** Goal **
Only the lines from the one containing "Would you mind marking the man in white" through the final line of the material below should be output, exactly as they stand.
§ §
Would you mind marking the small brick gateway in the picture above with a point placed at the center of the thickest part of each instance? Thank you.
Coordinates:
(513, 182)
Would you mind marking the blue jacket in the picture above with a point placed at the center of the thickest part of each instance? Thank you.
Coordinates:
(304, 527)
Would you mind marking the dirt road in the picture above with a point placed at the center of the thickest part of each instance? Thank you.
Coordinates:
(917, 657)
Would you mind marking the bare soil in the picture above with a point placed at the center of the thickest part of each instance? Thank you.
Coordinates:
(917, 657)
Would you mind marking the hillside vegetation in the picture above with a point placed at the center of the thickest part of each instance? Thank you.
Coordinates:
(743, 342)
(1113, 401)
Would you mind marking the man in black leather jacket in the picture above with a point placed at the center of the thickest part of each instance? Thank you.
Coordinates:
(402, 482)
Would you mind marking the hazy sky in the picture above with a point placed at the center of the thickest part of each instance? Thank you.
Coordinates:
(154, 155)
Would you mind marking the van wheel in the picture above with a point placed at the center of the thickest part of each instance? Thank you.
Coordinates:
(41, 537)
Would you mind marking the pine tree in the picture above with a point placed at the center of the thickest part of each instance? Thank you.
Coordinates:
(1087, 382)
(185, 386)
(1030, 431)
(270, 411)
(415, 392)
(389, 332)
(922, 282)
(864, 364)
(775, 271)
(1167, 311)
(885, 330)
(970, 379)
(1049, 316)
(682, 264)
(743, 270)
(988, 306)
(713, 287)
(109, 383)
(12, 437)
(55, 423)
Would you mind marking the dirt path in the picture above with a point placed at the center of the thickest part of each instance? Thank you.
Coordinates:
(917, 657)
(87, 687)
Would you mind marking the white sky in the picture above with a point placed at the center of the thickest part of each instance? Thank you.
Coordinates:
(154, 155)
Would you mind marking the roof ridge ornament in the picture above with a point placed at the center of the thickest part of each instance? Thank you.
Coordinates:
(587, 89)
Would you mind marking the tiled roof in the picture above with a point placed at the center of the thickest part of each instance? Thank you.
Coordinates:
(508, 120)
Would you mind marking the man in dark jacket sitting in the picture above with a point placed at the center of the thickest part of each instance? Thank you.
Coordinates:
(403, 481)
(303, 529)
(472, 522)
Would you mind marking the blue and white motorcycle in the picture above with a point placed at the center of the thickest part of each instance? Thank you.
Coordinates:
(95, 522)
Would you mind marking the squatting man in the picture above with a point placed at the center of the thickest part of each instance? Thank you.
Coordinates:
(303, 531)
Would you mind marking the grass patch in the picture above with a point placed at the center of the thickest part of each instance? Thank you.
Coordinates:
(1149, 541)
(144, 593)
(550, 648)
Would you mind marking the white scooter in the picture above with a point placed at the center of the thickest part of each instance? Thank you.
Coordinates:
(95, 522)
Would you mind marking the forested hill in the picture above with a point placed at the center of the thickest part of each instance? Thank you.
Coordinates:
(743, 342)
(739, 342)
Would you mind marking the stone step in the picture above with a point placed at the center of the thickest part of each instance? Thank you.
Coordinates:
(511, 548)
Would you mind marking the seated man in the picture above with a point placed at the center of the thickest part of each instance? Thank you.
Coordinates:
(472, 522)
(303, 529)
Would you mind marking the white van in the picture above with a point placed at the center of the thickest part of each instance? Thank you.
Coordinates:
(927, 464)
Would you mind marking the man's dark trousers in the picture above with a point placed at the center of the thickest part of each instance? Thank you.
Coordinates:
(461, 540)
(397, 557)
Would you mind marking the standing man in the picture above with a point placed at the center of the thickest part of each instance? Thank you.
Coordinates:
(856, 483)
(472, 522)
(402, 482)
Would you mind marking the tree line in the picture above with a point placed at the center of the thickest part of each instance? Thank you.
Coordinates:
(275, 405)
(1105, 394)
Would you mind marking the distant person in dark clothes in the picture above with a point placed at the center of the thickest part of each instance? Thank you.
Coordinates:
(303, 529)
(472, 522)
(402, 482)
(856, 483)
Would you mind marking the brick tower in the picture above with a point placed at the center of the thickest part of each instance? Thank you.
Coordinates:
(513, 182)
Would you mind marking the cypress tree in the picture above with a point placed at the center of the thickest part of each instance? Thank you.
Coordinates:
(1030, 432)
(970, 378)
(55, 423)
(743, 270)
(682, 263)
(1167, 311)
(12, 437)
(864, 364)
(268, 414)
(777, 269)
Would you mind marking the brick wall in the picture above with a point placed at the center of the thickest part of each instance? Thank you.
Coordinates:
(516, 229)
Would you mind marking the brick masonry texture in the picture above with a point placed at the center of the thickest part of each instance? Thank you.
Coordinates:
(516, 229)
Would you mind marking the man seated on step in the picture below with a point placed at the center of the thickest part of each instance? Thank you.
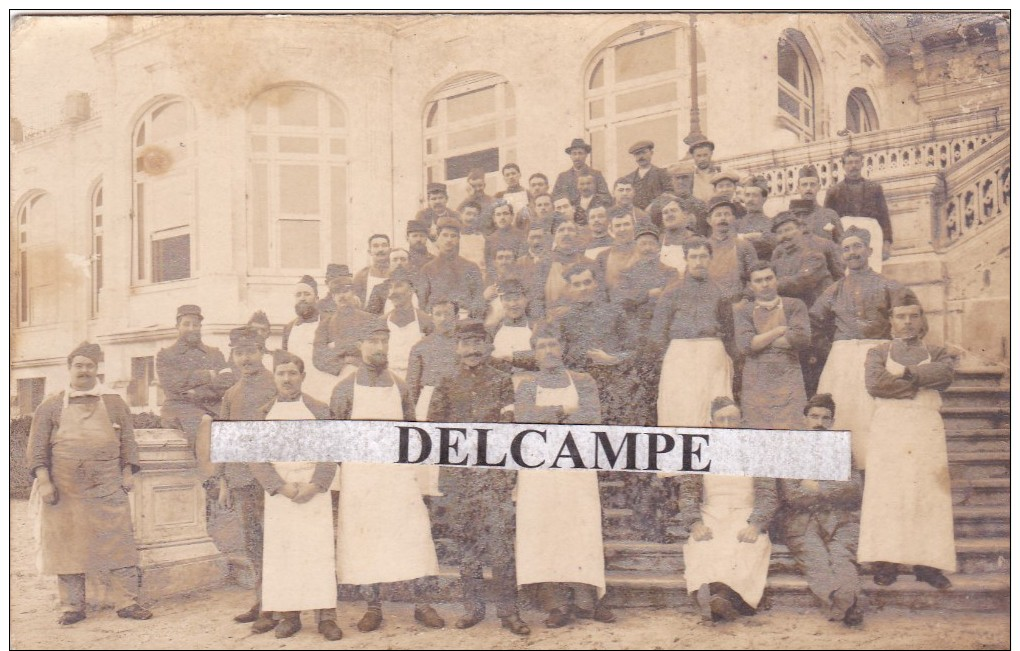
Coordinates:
(821, 523)
(726, 556)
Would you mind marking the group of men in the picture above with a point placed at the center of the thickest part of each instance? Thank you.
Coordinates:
(676, 301)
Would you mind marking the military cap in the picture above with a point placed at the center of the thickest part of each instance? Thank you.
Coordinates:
(578, 143)
(470, 329)
(87, 349)
(641, 144)
(189, 310)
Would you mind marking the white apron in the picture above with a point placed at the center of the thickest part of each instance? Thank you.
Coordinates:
(428, 476)
(685, 403)
(844, 378)
(726, 504)
(402, 340)
(672, 255)
(907, 513)
(559, 517)
(317, 384)
(871, 226)
(384, 533)
(299, 570)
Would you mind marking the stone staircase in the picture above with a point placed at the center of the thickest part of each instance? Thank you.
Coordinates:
(976, 411)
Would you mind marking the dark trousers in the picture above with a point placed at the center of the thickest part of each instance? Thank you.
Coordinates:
(824, 546)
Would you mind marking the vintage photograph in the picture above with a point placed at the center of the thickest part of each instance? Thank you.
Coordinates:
(768, 220)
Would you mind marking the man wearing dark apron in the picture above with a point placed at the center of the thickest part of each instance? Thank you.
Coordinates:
(83, 454)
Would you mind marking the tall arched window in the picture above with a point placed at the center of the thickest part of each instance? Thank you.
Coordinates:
(297, 198)
(97, 247)
(39, 261)
(639, 88)
(469, 122)
(164, 183)
(797, 85)
(861, 114)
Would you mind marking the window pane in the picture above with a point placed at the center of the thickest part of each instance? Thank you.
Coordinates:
(662, 131)
(171, 258)
(646, 98)
(471, 104)
(169, 120)
(299, 244)
(260, 215)
(598, 77)
(338, 211)
(789, 104)
(290, 145)
(471, 137)
(297, 107)
(788, 56)
(460, 166)
(299, 191)
(649, 56)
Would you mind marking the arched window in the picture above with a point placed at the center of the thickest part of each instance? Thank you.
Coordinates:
(797, 85)
(39, 262)
(639, 88)
(297, 197)
(164, 183)
(861, 114)
(469, 122)
(97, 247)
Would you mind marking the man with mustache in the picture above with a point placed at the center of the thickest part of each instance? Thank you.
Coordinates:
(83, 455)
(299, 558)
(860, 197)
(377, 271)
(559, 514)
(480, 501)
(238, 489)
(569, 182)
(732, 258)
(820, 523)
(819, 220)
(648, 181)
(335, 348)
(854, 314)
(452, 276)
(907, 510)
(299, 338)
(384, 533)
(192, 374)
(803, 273)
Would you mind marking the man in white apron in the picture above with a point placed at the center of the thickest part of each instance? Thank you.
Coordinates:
(820, 526)
(479, 500)
(299, 558)
(83, 455)
(692, 319)
(726, 556)
(907, 513)
(407, 324)
(559, 512)
(854, 312)
(384, 533)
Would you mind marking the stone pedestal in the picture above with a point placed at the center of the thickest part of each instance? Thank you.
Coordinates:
(168, 507)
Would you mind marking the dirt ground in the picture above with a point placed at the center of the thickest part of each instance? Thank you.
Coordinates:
(202, 620)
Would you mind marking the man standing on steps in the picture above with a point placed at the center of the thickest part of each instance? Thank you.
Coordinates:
(821, 524)
(854, 314)
(480, 500)
(907, 512)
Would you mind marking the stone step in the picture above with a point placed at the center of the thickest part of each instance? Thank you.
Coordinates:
(973, 555)
(975, 417)
(979, 396)
(969, 592)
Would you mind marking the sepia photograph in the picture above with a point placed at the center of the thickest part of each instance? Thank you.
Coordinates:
(556, 251)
§ §
** Output of the task **
Would you mind marking the man in white apron in the picture above with a point placed at the center of the thickest part of each instance? Thank you.
Coordinates:
(820, 526)
(479, 500)
(299, 558)
(83, 455)
(692, 319)
(726, 556)
(907, 513)
(407, 324)
(559, 512)
(854, 312)
(384, 533)
Would you mind marking the stone pedestal in the picture above with a point placed at the center of the thickest part of each instance? Thank you.
Coordinates:
(168, 507)
Would you mind marking the dirt ground in the picture above with a point placed at the center of the thickest part of each instance? Thank you.
Coordinates:
(202, 620)
Would you mind marking the man standing on steps in the picture above with a point placed at the center of the thickest part of each instance? Thank you.
Coordinates:
(821, 524)
(854, 314)
(480, 500)
(907, 512)
Would you mind marking the stone step in the picture above with a point placed at the center of the thickest part of each instance? Thank you.
Coordinates:
(973, 555)
(975, 417)
(979, 396)
(969, 592)
Would you mind marking the sepia photograph in the picture above with a point placed at the center of the thickest part of each instance? Thank you.
Coordinates:
(556, 251)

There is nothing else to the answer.